Your goal:
The lines to return are the one containing "Now the damaged" and all that follow it in the entries below, duplicated exactly and nothing else.

Record extracts:

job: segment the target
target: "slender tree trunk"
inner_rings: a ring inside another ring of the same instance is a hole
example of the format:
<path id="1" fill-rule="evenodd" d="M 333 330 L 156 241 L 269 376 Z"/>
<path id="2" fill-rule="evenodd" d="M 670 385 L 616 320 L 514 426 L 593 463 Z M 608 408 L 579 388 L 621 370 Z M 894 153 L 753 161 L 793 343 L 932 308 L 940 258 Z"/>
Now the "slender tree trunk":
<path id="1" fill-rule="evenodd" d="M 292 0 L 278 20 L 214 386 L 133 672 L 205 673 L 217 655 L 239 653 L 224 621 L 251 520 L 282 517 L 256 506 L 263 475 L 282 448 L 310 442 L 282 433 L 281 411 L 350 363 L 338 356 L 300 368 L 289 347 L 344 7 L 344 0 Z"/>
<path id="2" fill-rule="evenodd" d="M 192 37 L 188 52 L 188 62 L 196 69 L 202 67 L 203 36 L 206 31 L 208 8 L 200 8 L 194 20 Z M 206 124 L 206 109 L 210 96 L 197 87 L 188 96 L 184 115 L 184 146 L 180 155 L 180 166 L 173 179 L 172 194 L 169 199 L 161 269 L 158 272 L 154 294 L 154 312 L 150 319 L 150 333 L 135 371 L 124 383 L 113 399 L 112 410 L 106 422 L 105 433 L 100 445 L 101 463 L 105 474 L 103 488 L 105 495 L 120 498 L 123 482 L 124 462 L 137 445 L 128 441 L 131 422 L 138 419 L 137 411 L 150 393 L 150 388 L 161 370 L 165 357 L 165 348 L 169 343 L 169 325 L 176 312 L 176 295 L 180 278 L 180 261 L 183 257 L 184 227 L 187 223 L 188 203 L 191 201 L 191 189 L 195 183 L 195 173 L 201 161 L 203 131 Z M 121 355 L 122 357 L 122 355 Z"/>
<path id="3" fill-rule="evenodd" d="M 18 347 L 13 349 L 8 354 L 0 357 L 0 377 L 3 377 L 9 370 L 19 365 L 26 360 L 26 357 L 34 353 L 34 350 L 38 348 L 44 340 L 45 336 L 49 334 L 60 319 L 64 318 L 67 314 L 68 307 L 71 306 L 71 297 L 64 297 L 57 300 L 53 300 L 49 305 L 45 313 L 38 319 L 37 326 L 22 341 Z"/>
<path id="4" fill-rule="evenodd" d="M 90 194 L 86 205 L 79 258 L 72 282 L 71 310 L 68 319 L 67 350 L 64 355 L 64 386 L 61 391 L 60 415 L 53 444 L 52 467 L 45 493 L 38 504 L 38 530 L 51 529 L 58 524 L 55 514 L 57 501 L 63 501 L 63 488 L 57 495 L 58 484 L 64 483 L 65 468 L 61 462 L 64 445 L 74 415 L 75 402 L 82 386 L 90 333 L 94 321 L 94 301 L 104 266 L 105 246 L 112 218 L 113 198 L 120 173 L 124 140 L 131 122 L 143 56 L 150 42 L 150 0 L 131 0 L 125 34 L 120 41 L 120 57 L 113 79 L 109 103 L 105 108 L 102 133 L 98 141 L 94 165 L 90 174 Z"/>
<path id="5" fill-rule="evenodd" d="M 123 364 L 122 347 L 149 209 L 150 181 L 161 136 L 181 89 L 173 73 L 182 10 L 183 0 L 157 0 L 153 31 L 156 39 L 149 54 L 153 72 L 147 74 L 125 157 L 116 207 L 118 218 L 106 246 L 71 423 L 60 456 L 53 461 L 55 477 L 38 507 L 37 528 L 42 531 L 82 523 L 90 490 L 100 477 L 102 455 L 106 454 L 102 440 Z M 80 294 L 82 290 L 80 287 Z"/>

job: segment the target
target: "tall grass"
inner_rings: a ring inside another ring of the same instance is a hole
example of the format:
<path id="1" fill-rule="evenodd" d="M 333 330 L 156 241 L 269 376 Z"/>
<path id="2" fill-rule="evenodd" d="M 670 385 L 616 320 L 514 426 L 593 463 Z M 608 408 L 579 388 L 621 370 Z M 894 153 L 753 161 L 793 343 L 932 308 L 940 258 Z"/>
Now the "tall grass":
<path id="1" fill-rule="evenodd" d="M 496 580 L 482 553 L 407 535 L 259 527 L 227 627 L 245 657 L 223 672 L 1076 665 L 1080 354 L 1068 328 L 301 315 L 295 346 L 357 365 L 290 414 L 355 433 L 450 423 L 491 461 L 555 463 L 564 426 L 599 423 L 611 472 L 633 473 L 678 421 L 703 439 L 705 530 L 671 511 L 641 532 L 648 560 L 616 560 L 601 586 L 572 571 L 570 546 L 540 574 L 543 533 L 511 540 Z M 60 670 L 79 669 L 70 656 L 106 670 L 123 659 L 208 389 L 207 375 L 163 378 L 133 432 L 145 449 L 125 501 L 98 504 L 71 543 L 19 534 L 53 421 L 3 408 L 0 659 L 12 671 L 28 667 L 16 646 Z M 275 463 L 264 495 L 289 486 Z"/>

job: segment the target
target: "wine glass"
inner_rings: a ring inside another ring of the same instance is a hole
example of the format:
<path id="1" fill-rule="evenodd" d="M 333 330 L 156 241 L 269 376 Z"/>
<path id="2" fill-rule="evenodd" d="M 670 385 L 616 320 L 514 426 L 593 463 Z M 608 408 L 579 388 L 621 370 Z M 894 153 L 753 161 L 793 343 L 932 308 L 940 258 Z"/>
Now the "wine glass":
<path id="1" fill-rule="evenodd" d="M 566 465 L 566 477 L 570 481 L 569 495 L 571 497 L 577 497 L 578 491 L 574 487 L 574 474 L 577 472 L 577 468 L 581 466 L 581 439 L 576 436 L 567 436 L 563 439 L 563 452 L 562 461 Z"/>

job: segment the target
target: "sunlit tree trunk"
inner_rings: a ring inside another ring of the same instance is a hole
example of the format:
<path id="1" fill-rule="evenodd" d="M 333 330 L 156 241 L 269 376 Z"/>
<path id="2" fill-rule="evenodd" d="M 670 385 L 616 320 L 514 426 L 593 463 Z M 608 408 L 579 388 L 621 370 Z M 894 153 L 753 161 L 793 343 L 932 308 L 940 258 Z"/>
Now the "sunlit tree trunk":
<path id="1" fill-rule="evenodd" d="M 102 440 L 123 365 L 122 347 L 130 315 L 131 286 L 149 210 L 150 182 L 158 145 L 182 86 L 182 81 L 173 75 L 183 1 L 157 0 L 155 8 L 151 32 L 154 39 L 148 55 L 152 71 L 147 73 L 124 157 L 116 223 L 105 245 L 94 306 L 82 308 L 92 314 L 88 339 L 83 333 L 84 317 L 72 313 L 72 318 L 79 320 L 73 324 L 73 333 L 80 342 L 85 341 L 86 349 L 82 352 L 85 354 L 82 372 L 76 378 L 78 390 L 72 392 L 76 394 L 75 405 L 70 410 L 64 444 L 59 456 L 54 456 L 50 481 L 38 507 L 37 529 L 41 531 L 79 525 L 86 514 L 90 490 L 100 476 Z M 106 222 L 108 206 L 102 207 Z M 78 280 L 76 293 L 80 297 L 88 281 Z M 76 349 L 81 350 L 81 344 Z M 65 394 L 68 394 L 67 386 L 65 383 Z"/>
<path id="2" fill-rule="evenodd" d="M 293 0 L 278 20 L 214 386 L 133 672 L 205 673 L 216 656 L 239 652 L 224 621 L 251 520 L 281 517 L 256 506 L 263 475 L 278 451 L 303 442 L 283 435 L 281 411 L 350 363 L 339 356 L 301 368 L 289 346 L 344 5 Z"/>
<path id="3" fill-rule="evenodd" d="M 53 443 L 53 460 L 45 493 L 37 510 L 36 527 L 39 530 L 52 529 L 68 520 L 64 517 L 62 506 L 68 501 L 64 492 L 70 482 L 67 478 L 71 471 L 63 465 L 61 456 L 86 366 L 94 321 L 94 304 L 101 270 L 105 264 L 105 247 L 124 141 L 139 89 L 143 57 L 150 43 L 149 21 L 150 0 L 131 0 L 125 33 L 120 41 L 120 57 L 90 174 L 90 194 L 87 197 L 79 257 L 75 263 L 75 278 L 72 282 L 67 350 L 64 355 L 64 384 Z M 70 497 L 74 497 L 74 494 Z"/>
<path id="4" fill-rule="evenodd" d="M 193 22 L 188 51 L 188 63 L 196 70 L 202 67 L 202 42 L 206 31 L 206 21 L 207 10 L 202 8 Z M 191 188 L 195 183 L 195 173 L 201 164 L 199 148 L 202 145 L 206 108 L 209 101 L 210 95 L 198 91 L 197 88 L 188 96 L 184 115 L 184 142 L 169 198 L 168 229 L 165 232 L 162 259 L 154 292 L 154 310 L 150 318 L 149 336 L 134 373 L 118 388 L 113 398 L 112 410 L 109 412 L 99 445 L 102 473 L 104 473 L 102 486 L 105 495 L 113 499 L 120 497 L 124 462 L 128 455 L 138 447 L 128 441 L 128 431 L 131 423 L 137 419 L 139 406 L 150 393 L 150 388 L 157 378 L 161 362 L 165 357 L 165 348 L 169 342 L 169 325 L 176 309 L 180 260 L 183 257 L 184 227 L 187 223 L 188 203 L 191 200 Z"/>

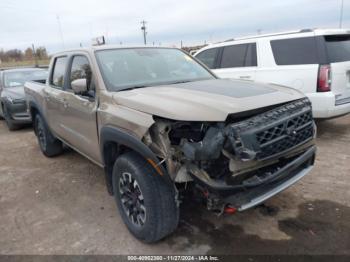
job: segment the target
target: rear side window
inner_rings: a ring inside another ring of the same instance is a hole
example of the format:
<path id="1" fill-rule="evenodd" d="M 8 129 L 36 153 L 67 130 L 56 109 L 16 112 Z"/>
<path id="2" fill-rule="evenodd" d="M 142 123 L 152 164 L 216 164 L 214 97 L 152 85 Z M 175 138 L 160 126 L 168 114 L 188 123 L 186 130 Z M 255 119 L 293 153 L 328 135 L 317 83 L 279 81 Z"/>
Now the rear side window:
<path id="1" fill-rule="evenodd" d="M 88 89 L 90 89 L 91 75 L 91 67 L 87 57 L 82 55 L 74 56 L 72 61 L 72 68 L 70 71 L 70 83 L 76 79 L 85 78 Z"/>
<path id="2" fill-rule="evenodd" d="M 245 58 L 245 66 L 257 66 L 256 44 L 249 44 Z"/>
<path id="3" fill-rule="evenodd" d="M 271 48 L 277 65 L 319 64 L 314 37 L 272 40 Z"/>
<path id="4" fill-rule="evenodd" d="M 196 58 L 203 62 L 207 67 L 212 69 L 215 67 L 215 60 L 218 54 L 218 50 L 218 48 L 204 50 L 203 52 L 200 52 L 198 55 L 196 55 Z"/>
<path id="5" fill-rule="evenodd" d="M 54 62 L 50 84 L 63 88 L 67 57 L 57 57 Z"/>
<path id="6" fill-rule="evenodd" d="M 256 44 L 225 46 L 220 68 L 256 66 Z"/>
<path id="7" fill-rule="evenodd" d="M 325 36 L 329 63 L 350 61 L 350 35 Z"/>

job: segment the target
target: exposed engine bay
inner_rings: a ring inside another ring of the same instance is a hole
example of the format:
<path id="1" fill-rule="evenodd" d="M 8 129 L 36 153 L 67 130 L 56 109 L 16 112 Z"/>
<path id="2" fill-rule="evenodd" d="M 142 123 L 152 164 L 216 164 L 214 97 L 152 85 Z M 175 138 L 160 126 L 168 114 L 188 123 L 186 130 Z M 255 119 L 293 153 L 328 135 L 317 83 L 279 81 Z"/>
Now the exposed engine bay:
<path id="1" fill-rule="evenodd" d="M 311 104 L 305 98 L 221 123 L 155 118 L 144 143 L 173 181 L 194 181 L 213 196 L 208 208 L 222 209 L 226 198 L 285 176 L 286 167 L 313 146 L 314 137 Z M 313 164 L 313 156 L 304 158 L 301 167 Z M 229 201 L 236 206 L 242 201 L 234 202 Z"/>

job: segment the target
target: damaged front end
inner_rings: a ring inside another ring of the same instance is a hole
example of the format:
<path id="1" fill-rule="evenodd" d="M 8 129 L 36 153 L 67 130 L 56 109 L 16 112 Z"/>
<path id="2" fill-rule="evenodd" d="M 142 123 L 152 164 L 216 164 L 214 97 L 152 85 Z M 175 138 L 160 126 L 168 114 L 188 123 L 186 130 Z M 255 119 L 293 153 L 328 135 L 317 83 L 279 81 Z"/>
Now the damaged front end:
<path id="1" fill-rule="evenodd" d="M 307 98 L 220 123 L 155 120 L 144 143 L 174 182 L 193 181 L 211 210 L 257 205 L 314 163 L 315 124 Z"/>

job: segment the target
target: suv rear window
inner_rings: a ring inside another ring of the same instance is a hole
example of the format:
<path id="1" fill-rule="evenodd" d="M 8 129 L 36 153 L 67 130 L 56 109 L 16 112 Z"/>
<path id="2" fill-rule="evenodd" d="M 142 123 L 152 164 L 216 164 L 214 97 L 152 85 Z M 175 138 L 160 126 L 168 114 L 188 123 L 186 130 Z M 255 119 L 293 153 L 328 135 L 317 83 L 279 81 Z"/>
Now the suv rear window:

Answer below:
Now the damaged front end:
<path id="1" fill-rule="evenodd" d="M 307 98 L 220 123 L 155 120 L 144 143 L 174 182 L 193 181 L 211 210 L 257 205 L 314 163 L 315 124 Z"/>

job: segment the target
target: suv rear window
inner_rings: a ring inside another ring of the same instance is a hole
example of the format:
<path id="1" fill-rule="evenodd" d="M 8 129 L 36 153 L 67 130 L 56 109 L 16 112 Z"/>
<path id="2" fill-rule="evenodd" d="M 142 123 L 152 164 L 216 164 L 214 97 L 152 85 Z M 175 138 L 160 126 L 168 114 L 188 123 L 186 130 Z M 255 119 L 293 153 L 328 135 L 317 83 L 279 81 Z"/>
Now the suv rear window:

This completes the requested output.